# Aim
Format each line of the items below as one string in a JSON list, skipping blank lines and leaving the pictures out.

# Records for this task
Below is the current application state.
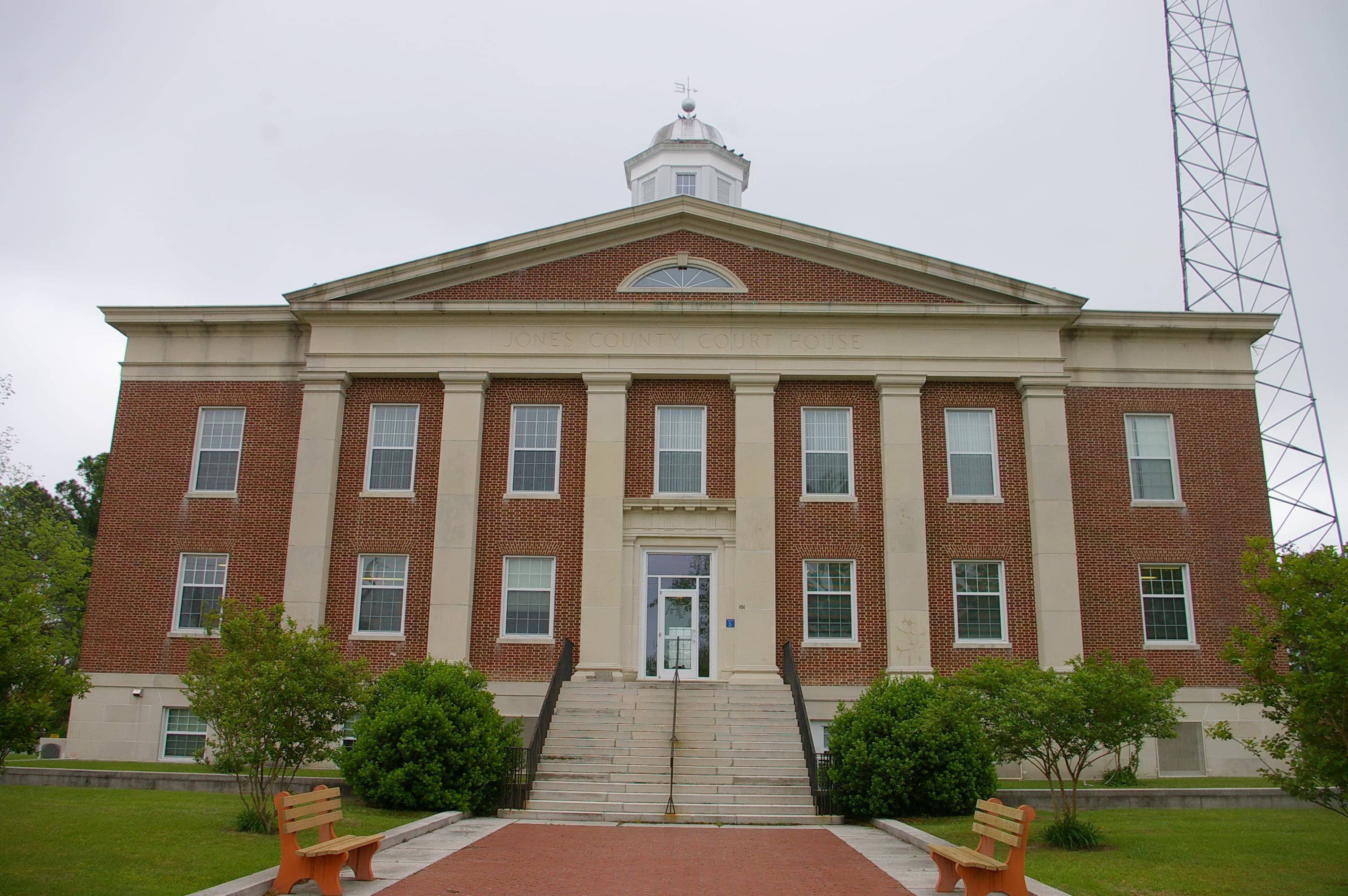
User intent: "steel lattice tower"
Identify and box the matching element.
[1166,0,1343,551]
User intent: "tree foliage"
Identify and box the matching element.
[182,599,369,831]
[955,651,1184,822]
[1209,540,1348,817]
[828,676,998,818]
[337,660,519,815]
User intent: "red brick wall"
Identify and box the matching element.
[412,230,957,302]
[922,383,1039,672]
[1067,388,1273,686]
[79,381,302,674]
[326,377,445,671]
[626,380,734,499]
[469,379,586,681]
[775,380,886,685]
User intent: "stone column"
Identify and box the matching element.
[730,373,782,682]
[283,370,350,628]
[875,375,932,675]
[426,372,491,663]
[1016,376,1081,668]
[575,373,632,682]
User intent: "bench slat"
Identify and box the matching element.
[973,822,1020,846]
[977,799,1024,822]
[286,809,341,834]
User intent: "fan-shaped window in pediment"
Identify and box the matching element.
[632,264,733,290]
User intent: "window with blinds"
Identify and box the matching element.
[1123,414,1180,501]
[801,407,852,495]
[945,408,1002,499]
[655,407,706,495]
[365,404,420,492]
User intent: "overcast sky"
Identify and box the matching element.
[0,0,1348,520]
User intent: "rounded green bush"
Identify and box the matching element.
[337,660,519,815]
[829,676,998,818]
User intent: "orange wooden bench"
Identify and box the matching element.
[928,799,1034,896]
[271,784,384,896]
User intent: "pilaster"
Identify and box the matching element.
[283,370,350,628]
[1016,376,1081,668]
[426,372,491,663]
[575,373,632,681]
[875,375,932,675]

# Correct output
[
  "Below is the current application state.",
  "User intent: \"steel lattice tower\"",
  "Identify and box the matching element.",
  "[1166,0,1343,551]",
  "User intent: \"tree foliage\"",
  "Identify and box the matching element.",
  "[182,599,369,831]",
  "[955,651,1184,822]",
  "[1209,540,1348,817]",
  "[828,676,998,818]",
  "[337,660,519,815]",
  "User intent: \"red brick wall\"",
  "Identify and box the matching element.",
  "[412,230,957,302]",
  "[922,383,1039,672]",
  "[1067,388,1273,686]",
  "[79,381,302,674]",
  "[326,377,445,671]",
  "[626,380,734,499]",
  "[469,379,586,681]",
  "[775,380,886,685]",
  "User intent: \"stone column\"",
  "Identify and box the matching element.",
  "[730,373,782,682]",
  "[283,370,350,628]",
  "[875,375,932,675]",
  "[426,372,491,663]",
  "[1016,376,1081,668]",
  "[575,373,632,682]",
  "User intent: \"bench slat\"",
  "Identify and box the matching element.",
  "[973,822,1020,846]",
  "[977,799,1024,822]",
  "[286,809,341,834]",
  "User intent: \"fan-shaped window in pediment\"",
  "Identify and box the matching element.",
  "[632,264,733,290]",
  "User intent: \"window with blinds\"",
  "Identify and box the matching element.",
  "[1123,414,1180,501]",
  "[801,407,852,495]",
  "[945,408,1002,499]",
  "[655,407,706,495]",
  "[365,404,420,492]",
  "User intent: \"overcast sky\"",
  "Identify and box the matching element.",
  "[0,0,1348,520]",
  "User intent: \"rounded green bush\"",
  "Identify and box the matching element.",
  "[337,660,519,815]",
  "[829,676,998,818]",
  "User intent: \"orange wooden bench\"",
  "Identify and box the matching element.",
  "[928,799,1034,896]",
  "[271,784,384,896]",
  "User intent: \"pilaster\"",
  "Identify and box the matching element.",
  "[283,370,350,628]",
  "[1016,376,1081,668]",
  "[426,372,491,663]",
  "[575,373,632,681]",
  "[875,375,932,675]"
]